On October 1 and 2, 2021 experts from law, medicine, academia, and media – social workers, psychologists, criminologists, sociologists, researchers, survivors, advocates and activists – will gather for the first International Coercive Control Conference to be held virtually via Zoom.
Coercive control is a brand new concept to some, but it is a familiar reality for too many others. If your work or life touches domestic abuse, family court, the criminal justice system, human trafficking, cults, gangs, or the cultural subjugation of women, there will be sessions that explore critical areas in which coercive control plays a major role in each.
While governments and NGOs work diligently worldwide to reduce gendered violence, toxic masculinity and male domination continues unabated across all cultures in public and private.
Dr. Evan Stark says it best, “They do it because they can. We still live in a society where people can get away with coercing and controlling another human being, and they can do that in a public arena. With the knowledge of police, with the knowledge of judges, in the presence of doctors and social workers, child welfare workers, largely without sanction.”
World renowned industry expert Dr. Stark, author of Coercive Control: How Men Entrap Women In Personal Life, will kick-off the two-day virtual conference with a Keynote address that gives an overview of Coercive Control as a Gendered Liberty Crime.
The conference will feature three distinct tracks:
Track One: “Defining Abuse as Coercive Control,” features speakers such as journalist and best-selling author of See What You Made Me Do, Jess Hill; researcher and author of Invisible Chains, Dr. Lisa Fontes, and many more– in sessions that address coercive control in family court, its impact on children, and its role in domestic abuse.

• Required actions:
• 1. Answer these questions about the conference announcement:
(a) On what dates will the conference take place?
(b) Who will open the conference with the keynote address?
(c) What is the title of Track One?
• 2. Carry on the coercive control conference announcement, starting after its last sentence.

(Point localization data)
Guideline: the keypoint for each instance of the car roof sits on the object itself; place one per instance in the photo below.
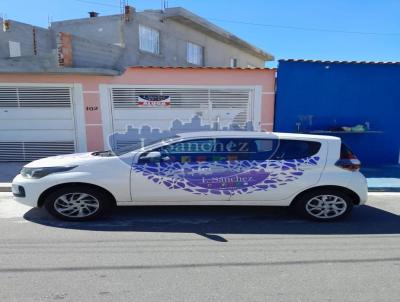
(257, 134)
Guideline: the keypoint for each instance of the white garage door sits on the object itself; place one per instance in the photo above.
(35, 122)
(189, 109)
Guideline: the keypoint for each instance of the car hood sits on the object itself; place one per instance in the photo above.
(64, 160)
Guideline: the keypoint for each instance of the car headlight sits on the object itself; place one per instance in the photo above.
(42, 172)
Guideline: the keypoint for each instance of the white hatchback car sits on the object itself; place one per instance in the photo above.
(316, 175)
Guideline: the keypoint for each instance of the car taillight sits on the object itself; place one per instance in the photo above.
(348, 160)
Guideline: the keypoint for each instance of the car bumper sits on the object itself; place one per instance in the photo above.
(26, 191)
(358, 183)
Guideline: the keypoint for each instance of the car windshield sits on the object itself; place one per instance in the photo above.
(142, 144)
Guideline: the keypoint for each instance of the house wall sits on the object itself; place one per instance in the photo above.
(173, 39)
(23, 33)
(343, 94)
(89, 92)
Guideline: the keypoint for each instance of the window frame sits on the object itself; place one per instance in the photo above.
(146, 36)
(234, 62)
(188, 52)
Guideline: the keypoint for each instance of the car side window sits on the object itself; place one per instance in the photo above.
(196, 150)
(245, 148)
(296, 149)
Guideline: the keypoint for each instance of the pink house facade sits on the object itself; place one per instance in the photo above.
(86, 110)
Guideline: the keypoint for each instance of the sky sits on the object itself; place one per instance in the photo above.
(351, 30)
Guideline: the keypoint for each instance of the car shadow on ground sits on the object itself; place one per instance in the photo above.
(210, 220)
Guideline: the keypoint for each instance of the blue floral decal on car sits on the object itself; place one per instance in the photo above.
(225, 177)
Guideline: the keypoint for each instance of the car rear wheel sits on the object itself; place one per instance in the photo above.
(324, 205)
(78, 203)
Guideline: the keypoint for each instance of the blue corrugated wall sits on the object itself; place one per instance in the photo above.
(320, 95)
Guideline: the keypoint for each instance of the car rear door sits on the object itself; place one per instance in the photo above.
(278, 168)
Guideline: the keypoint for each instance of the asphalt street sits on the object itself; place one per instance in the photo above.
(201, 254)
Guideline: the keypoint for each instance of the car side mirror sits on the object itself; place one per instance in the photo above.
(153, 155)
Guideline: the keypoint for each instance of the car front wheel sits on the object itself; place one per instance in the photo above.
(324, 205)
(78, 203)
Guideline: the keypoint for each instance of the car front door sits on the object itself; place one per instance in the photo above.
(186, 171)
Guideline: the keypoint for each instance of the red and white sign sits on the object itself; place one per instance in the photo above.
(154, 101)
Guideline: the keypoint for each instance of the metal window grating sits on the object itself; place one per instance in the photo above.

• Replies:
• 1.
(a) October 1 and 2, 2021
(b) Dr. Evan Stark
(c) "Defining Abuse as Coercive Control"

• 2.
Track Two: “Coercive Control and Its Traumatic Impact”– is a deeper dive into the lived experiences of coercive control in individual, group, and public contexts. Two U.S. State Senators –Susan Rubio (D-CA) and Alex Kasser, formerly of Connecticut– will address how they created new domestic violence laws in their states to include coercive control.
Track Three: “Solutions for Systems Change”– will go broad and global with sessions that highlight innovative initiatives and new thinking that positively impact the world.
For a complete list of speakers and sessions and to register for the conference, visit here:
About The International Coercive Control Conference
The conference is a first step towards bringing together those working on the front lines advocating for change, modernizing legislation, conducting cutting-edge research, and changing the narrative to make visible the patriarchal nature of abuse and coercive control.
About the Engendered Collective
The Engendered Collective is a community of survivors, advocates, and feminists that engage in knowledge-building, collective care, healing, and advocacy to increase accountability for sex-based abuse, exploitation, and violence.